A run of records:
--------

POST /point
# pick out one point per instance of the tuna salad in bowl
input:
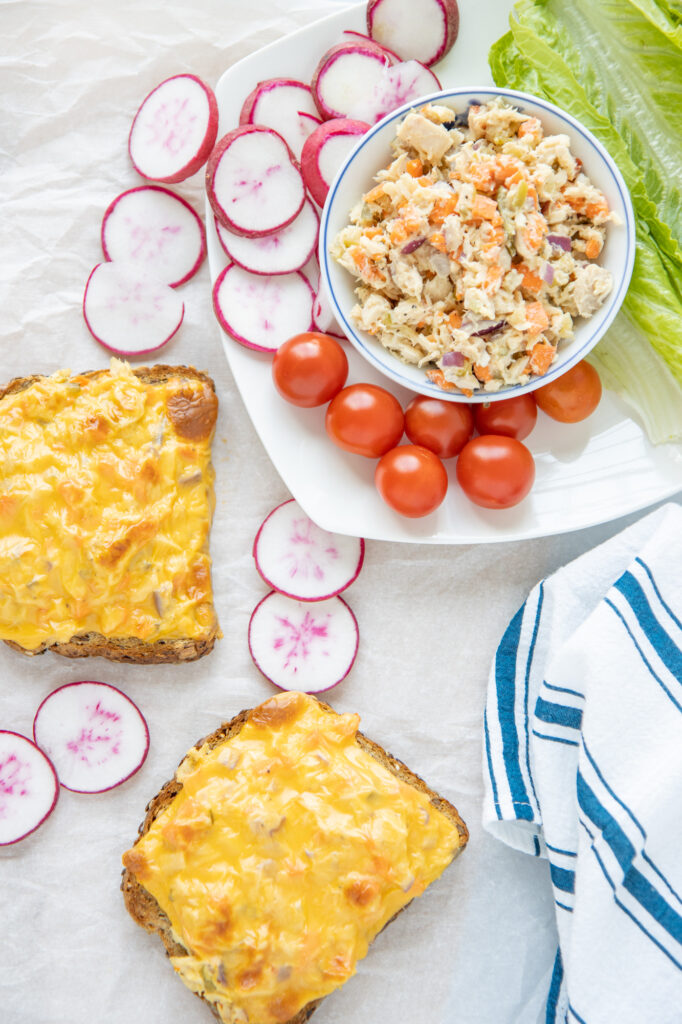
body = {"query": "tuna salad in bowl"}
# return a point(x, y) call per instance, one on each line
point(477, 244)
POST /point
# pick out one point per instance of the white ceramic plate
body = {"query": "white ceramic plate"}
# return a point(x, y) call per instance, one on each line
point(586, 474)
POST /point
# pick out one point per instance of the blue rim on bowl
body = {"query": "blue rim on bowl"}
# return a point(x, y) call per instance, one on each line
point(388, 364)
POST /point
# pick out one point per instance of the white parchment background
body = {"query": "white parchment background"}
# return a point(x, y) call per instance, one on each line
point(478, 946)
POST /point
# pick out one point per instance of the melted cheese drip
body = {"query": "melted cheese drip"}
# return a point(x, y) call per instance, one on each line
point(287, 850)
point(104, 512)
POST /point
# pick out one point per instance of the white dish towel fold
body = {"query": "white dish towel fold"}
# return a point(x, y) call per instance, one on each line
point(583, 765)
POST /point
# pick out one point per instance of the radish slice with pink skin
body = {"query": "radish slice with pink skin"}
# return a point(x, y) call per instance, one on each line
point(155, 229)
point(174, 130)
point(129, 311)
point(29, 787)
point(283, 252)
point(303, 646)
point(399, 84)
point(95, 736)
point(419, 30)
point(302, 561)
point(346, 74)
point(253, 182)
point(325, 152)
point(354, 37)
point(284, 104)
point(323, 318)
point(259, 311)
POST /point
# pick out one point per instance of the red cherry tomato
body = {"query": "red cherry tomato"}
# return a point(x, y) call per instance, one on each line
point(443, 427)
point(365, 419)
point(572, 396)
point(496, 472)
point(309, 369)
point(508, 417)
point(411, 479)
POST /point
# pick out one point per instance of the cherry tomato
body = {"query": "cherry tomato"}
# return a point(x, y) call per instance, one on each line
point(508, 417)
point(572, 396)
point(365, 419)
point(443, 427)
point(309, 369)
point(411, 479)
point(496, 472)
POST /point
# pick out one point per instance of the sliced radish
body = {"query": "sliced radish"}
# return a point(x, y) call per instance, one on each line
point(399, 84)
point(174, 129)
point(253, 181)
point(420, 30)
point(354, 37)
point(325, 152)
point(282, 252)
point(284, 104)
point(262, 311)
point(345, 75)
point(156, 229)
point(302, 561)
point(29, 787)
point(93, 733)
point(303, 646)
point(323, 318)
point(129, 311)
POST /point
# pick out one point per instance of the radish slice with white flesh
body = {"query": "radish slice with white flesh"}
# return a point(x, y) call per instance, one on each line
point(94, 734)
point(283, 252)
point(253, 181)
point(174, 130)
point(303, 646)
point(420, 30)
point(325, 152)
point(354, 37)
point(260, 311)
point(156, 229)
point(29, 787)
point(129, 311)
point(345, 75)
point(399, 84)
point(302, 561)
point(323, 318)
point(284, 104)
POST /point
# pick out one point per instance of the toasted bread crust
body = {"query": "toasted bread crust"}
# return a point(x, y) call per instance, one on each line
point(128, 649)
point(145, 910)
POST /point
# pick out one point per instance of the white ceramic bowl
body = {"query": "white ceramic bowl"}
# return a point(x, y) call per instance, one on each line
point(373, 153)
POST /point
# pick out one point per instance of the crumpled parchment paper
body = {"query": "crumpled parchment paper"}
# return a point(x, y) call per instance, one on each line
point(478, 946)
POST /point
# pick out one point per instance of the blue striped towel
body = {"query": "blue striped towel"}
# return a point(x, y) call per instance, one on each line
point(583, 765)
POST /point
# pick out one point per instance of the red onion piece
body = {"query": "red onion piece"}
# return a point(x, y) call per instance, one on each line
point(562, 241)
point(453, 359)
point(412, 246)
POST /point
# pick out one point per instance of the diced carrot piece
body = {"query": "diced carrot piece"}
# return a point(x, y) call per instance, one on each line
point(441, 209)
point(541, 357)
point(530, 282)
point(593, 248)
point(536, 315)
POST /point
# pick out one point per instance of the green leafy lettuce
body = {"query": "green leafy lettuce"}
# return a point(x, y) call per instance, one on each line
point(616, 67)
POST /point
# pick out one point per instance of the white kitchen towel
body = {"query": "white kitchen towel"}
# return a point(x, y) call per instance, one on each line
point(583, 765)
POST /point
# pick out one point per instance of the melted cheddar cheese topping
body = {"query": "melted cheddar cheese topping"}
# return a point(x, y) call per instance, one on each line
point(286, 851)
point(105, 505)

--------

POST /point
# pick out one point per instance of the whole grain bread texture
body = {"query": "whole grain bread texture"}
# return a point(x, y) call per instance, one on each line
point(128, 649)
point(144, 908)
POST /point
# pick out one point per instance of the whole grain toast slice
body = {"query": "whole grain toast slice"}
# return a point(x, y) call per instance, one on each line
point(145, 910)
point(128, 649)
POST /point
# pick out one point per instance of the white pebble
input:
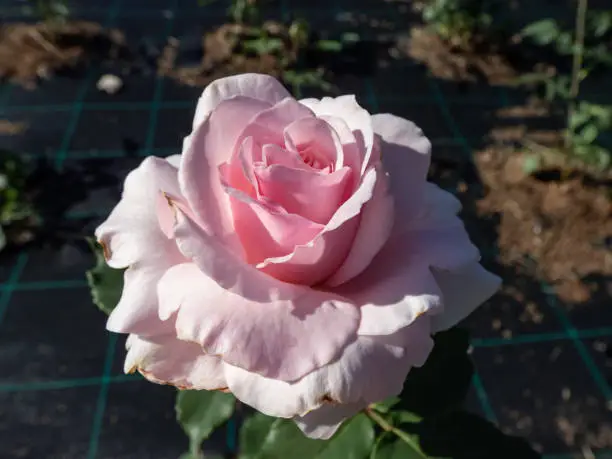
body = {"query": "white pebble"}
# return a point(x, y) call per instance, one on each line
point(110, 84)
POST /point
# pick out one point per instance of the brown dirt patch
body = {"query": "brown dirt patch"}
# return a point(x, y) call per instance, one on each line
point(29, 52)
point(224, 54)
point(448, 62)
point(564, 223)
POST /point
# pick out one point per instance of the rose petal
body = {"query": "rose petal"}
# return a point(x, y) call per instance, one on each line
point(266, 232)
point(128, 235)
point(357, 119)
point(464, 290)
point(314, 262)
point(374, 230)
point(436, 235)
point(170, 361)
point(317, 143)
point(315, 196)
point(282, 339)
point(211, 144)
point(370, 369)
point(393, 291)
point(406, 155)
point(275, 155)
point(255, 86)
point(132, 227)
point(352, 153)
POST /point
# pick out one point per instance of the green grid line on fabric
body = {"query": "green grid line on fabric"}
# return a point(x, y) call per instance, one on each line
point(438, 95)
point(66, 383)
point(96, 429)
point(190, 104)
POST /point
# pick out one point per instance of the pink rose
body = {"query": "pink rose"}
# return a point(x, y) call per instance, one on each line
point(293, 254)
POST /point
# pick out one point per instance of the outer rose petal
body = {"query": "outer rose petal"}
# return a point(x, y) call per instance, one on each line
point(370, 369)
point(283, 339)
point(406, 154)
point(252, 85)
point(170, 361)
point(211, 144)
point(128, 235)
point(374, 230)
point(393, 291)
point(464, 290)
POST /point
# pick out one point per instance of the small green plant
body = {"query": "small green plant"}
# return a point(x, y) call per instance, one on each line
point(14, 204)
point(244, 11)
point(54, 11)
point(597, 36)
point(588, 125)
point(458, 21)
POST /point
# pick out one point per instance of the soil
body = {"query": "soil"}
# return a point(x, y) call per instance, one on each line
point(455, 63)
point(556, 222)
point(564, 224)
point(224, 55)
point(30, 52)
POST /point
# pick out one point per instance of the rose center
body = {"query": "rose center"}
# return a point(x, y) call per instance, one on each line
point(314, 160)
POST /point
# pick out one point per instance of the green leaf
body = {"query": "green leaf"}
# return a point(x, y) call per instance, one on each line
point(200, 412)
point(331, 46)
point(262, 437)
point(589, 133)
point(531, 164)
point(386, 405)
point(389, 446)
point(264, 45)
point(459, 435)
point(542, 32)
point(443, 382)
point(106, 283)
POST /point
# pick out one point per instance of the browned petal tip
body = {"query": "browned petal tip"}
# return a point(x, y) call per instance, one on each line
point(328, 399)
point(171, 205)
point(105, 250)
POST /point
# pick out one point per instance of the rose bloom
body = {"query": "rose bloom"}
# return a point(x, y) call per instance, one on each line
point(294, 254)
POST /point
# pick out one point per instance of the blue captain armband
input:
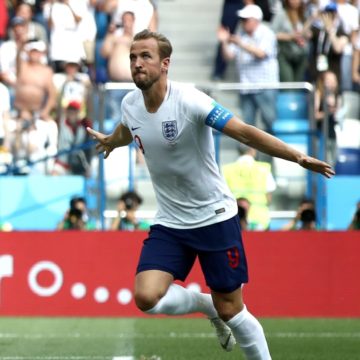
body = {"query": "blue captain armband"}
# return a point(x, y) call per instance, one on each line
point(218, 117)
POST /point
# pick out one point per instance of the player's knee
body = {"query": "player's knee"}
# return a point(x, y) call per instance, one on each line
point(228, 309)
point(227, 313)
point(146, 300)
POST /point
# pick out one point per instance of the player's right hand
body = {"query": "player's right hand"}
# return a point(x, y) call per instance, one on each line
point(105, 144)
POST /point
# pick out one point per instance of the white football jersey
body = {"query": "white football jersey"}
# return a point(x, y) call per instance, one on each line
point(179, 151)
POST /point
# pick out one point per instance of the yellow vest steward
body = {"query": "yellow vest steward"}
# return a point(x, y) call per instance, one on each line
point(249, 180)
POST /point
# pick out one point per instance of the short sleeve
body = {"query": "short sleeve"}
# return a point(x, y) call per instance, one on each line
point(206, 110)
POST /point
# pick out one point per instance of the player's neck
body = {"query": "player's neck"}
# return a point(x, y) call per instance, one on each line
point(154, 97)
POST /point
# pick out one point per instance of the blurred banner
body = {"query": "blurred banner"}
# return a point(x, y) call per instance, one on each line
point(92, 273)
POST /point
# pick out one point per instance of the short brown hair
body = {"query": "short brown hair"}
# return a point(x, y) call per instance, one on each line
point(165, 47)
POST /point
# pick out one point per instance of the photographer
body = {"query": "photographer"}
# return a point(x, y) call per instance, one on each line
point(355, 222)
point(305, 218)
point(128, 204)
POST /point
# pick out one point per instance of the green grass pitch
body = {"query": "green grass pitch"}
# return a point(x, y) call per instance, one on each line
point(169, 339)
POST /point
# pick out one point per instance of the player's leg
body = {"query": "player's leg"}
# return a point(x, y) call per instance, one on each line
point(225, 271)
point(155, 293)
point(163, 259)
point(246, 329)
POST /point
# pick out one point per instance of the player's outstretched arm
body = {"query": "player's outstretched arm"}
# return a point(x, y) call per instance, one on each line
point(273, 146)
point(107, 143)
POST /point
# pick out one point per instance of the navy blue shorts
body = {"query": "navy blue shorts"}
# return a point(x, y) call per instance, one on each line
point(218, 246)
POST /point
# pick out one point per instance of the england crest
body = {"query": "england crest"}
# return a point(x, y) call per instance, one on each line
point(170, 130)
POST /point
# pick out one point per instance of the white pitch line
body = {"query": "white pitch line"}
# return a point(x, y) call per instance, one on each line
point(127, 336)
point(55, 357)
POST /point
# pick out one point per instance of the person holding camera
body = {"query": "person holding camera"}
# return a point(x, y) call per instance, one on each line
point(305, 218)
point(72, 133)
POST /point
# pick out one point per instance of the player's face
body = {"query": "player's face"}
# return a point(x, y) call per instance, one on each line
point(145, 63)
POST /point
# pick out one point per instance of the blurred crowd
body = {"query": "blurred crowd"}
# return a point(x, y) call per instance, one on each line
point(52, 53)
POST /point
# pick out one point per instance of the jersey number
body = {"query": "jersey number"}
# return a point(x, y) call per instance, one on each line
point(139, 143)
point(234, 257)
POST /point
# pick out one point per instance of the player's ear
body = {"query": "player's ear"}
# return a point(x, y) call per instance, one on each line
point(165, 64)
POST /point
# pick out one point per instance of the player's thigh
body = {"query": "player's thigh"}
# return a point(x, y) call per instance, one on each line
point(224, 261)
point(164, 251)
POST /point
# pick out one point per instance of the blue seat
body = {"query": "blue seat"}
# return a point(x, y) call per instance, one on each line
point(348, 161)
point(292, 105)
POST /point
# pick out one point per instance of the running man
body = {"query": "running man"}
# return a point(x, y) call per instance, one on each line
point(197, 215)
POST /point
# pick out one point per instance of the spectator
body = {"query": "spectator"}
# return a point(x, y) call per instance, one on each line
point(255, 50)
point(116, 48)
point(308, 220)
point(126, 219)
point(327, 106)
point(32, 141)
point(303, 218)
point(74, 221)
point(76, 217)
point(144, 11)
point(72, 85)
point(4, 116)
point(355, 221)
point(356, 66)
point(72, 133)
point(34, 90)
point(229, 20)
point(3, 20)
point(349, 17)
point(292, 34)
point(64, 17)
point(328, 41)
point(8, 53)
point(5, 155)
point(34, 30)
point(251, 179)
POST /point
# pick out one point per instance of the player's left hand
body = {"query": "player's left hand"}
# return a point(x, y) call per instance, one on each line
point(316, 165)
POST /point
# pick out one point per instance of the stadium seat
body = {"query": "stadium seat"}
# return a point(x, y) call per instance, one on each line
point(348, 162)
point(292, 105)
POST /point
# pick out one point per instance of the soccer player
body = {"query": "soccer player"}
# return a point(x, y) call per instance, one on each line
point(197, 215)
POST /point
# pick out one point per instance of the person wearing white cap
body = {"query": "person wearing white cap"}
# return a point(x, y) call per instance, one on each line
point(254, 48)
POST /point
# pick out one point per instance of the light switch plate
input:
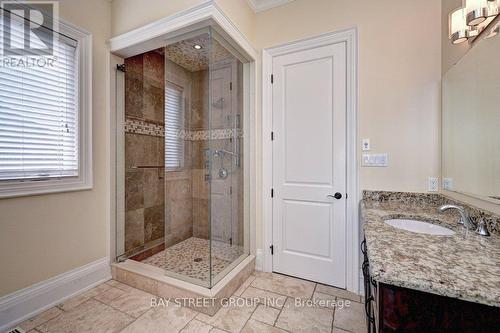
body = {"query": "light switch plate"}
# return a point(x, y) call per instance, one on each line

--------

DESCRIPTION OF THE TASK. Report every line of the items above that contains the word "left". Case counts.

RESULT FOR THIS TASK.
# pick out one point per instance of the player's left hand
body = {"query": "player's left hand"}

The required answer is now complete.